→ **Data for processing**
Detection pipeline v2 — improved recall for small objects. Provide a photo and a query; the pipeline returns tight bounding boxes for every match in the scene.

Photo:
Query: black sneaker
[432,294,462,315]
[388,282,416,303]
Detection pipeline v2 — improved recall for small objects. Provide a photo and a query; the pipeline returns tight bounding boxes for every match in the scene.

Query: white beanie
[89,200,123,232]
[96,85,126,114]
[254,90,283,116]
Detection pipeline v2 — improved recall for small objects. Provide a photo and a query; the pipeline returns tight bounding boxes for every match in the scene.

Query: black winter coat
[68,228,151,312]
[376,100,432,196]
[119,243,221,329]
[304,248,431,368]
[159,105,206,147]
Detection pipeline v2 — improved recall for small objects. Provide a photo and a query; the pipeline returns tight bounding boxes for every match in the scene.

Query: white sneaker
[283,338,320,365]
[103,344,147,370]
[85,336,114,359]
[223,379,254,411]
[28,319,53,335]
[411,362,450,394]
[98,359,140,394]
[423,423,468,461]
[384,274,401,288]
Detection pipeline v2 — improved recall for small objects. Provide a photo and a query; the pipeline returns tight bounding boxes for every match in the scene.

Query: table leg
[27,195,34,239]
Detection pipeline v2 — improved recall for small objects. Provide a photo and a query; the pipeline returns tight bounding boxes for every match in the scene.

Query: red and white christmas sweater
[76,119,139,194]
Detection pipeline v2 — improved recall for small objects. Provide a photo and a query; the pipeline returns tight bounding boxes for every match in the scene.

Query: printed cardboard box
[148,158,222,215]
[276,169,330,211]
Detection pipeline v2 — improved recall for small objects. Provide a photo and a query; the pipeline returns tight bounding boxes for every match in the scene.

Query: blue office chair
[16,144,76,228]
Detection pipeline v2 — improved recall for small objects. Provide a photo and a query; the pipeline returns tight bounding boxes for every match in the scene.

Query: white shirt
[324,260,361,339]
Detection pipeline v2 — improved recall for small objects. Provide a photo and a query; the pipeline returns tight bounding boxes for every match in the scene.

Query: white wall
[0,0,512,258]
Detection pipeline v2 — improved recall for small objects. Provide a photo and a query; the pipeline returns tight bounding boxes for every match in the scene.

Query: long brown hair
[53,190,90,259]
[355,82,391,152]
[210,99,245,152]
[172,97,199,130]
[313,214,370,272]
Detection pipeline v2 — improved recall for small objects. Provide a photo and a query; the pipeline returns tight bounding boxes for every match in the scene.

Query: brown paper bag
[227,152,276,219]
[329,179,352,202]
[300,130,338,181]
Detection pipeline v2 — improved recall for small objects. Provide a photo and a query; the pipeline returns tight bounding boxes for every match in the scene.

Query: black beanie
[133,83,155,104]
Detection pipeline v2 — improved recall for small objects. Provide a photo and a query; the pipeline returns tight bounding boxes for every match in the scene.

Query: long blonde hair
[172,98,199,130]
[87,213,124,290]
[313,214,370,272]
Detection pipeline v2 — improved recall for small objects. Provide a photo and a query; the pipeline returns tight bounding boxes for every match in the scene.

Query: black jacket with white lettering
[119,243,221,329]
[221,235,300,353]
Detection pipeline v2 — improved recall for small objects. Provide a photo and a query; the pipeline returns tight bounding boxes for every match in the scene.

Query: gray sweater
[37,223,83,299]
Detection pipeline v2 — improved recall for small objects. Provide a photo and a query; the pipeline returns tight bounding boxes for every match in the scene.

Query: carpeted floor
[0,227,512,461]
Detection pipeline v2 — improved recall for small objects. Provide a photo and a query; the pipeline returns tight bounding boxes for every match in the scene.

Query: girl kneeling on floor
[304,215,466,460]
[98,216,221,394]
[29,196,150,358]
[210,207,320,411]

→ **What to produce**
Reproduce the listing verbatim, starting at its first line and ending at the line containing "[27,195,34,239]", with both of those lines included.

→ **Problem solution**
Detection pipeline v2 — improved recall for small objects. Provide a photo and a query; the pipeline returns tight bounding boxes for every match in the scene.

Photo:
Query: black sneaker
[432,294,462,315]
[388,282,416,303]
Detection pipeline v2 — improved recall for small objects. Provide a photo and a query; the pipeline returns tight bounding boxes for every match in the scene.

Query: white beanie
[89,200,123,232]
[96,85,126,114]
[254,90,283,116]
Detection pipeline v2 — improved recall for small objects. Provide a photo and a query; the pipeline returns tight bounding boxes for every match in the scene.

Query: black winter coat
[68,228,151,312]
[376,100,432,196]
[119,243,221,329]
[304,248,431,368]
[159,105,206,147]
Detection pipeline v2 — improved recall for small objects. Provide a photo and a query; the pipeline returns tight bounding boxes for every match in the scene.

Query: white sneaker
[283,338,320,365]
[103,344,147,370]
[85,336,114,359]
[223,379,254,411]
[28,319,53,335]
[411,362,450,394]
[98,359,140,394]
[423,423,468,461]
[384,274,401,288]
Detection pipeline v2 — improved recall for small objects. Provide a photo and a query; the pipeline returns tight bounding boxes for every match in the scene.

Query: table leg
[27,195,34,239]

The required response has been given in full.